Please write out the complete listing that follows, exactly as it reads.

*Exercise data*:
━━━

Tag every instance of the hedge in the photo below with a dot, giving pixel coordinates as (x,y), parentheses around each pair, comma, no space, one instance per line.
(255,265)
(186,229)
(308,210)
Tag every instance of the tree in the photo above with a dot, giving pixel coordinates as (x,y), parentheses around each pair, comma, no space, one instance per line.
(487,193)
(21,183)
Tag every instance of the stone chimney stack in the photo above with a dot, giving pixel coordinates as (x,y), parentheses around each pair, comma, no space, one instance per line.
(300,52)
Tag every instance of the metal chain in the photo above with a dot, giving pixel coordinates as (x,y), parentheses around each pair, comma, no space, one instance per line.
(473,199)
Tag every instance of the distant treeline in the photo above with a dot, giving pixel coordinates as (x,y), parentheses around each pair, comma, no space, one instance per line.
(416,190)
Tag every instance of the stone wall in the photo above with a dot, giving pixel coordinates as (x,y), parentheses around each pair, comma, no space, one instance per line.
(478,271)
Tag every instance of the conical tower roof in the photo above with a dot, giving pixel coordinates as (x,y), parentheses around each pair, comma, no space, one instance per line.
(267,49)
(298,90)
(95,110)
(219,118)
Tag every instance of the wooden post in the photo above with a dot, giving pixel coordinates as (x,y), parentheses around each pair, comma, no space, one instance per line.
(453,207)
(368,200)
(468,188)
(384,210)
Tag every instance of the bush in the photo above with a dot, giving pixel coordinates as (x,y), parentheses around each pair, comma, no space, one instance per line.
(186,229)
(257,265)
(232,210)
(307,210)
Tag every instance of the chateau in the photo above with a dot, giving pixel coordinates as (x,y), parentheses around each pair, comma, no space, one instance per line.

━━━

*Written answer*:
Tag every instance of the hedge in the photo below with a dot, giving pixel coordinates as (x,y), parentheses around each pair, comma, no space, one instance per line.
(255,265)
(186,229)
(308,210)
Tag every instance of the tree in the photo above with a dot, giving pixel coordinates as (x,y), parentheses around each pair, comma, no space, one instance per line.
(487,193)
(21,183)
Tag every instance of the stone chimney stack in the photo above with a dot, giving pixel coordinates as (x,y), parentheses around each pair, comma, no space, one instance per line.
(300,52)
Tag every instance of the metal chain in the photo above with a dot, giving pixel coordinates as (x,y), parentheses around each pair, comma, no space, one instance per line.
(473,199)
Tag every instance of the distant treeline in the photo above with a dot, giving pixel coordinates as (x,y), parentheses around each pair, comma, no space, one instance per line.
(416,190)
Tag every instance of the stone wall in the photo above with a dot, giving pixel coordinates as (x,y), parentheses around each pair, comma, no space, one instance per line.
(478,271)
Tag every instance of the conical tower roof in the photo above with a dot, giving pixel coordinates as (x,y), parentheses around each pair, comma, no space, one instance per line.
(267,49)
(298,90)
(95,110)
(219,118)
Tag every instance of the wooden post in the photo above with a dot, giving pixel coordinates as (x,y), parentheses around each pair, comma, no space, one instance per line.
(453,207)
(368,200)
(468,188)
(384,210)
Tag every instance of the bush in the photo above with a dot, giving pixel coordinates as (x,y), parentheses around each pair, comma, no space, one instance per line.
(186,229)
(257,265)
(232,210)
(307,210)
Tag every instance of the chateau in the photo above with a dot, giving pixel coordinates as (x,y), parentheses around each pair, comma, no space, one instance per line.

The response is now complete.